**WORK INSTRUCTIONS:** From the lipotropin article, extract word for word the part that begins with the words containing "Peptide hormone in" and ends with "and β-lipotropin (β-LPH).".

(SELECTED EXTRACT begins)

Identifiers
- Symbol: POMC
- NCBI gene: 5443
- HGNC: 9201
- OMIM: 176830
- RefSeq: NM_000939
- UniProt: P01189

Other data
- Locus: Chr. 2 p23

Search for
- Structures: Swiss-model
- Domains: InterPro

= Lipotropin =

Peptide hormone in mammals

Lipotropin is the name for two hormones produced by the cleavage of pro-opiomelanocortin (POMC). The anterior pituitary gland produces the pro-hormone POMC, which is then cleaved again to form adrenocorticotropin (ACTH) and β-lipotropin (β-LPH).

== β-Lipotropin ==

β-Lipotropin is a 90-amino acid polypeptide that is the carboxy-terminal fragment of POMC. It was initially reported to stimulate melanocytes to produce melanin. It was also reported to perform lipid-mobilizing functions such as lipolysis and steroidogenesis. However, no subsequent studies have been published that support these early findings and no receptor has been identified for β-lipotropin.

(SELECTED EXTRACT ends)
(AVAILABLE DATA begins)

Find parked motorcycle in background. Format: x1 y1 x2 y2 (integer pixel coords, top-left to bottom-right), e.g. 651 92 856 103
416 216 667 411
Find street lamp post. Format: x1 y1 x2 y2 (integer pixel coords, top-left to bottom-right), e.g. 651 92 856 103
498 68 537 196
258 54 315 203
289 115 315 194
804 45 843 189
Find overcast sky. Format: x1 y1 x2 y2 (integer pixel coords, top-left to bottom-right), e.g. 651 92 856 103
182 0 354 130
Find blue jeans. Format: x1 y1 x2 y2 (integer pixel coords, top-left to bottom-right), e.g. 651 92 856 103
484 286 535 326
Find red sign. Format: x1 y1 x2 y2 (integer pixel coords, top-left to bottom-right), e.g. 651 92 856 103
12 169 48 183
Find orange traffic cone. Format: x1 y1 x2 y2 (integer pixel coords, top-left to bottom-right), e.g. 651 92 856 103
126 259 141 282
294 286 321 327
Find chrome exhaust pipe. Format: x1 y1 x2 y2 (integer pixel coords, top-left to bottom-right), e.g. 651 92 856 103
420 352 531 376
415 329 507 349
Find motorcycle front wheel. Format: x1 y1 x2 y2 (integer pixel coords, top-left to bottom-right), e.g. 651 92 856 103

(AVAILABLE DATA ends)
(AVAILABLE DATA begins)

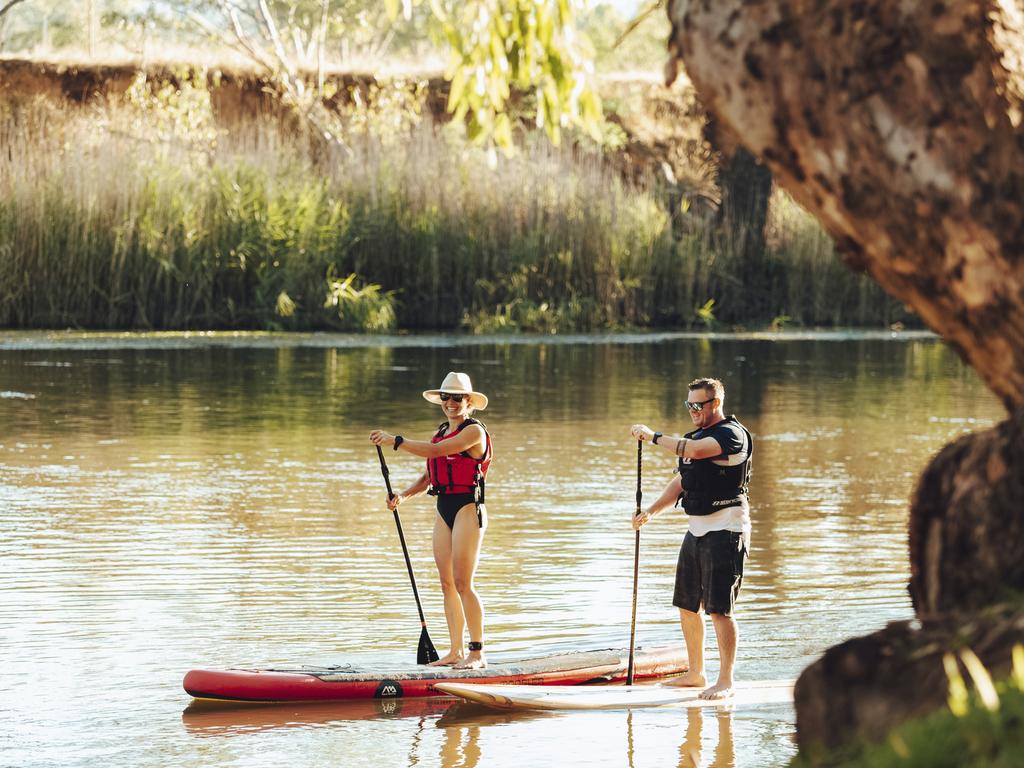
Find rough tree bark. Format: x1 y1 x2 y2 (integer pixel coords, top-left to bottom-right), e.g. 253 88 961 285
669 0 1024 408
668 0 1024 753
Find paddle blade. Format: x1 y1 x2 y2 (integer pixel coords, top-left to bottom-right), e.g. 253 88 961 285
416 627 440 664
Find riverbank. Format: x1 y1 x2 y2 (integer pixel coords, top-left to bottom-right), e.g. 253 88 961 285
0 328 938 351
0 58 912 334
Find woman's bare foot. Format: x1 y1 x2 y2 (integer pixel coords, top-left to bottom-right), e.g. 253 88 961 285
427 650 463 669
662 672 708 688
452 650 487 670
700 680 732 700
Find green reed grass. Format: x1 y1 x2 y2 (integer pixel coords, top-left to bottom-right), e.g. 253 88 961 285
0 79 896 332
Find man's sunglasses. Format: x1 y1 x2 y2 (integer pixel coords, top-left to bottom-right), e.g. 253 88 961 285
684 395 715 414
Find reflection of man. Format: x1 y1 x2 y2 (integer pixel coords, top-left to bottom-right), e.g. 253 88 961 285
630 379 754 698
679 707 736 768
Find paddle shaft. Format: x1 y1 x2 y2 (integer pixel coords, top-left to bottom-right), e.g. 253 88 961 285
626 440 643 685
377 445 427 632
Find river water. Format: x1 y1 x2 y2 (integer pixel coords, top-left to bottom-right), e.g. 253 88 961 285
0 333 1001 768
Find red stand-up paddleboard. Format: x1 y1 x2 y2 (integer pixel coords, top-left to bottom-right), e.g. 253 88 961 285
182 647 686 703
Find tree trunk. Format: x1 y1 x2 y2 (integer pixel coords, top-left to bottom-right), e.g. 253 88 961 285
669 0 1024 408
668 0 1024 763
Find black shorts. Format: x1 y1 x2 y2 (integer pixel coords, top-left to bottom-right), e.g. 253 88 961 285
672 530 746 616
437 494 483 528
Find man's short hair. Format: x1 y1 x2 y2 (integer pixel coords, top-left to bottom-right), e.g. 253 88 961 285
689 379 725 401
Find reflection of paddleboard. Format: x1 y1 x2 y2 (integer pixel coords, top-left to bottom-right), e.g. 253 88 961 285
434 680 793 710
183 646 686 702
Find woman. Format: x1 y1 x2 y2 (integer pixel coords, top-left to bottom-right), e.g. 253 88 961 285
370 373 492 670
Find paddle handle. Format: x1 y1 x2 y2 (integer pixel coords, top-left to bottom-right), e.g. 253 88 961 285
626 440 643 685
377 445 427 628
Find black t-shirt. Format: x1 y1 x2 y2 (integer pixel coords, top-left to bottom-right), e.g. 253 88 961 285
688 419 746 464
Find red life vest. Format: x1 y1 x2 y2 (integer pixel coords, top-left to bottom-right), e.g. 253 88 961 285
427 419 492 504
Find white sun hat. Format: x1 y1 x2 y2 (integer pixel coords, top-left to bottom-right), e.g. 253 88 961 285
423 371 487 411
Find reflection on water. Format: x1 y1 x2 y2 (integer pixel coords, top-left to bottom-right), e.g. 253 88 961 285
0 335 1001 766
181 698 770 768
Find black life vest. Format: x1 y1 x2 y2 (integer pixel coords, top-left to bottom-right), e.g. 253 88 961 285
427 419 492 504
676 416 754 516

(AVAILABLE DATA ends)

**ANSWER BOX:**
Peptide hormone in mammals

Lipotropin is the name for two hormones produced by the cleavage of pro-opiomelanocortin (POMC). The anterior pituitary gland produces the pro-hormone POMC, which is then cleaved again to form adrenocorticotropin (ACTH) and β-lipotropin (β-LPH).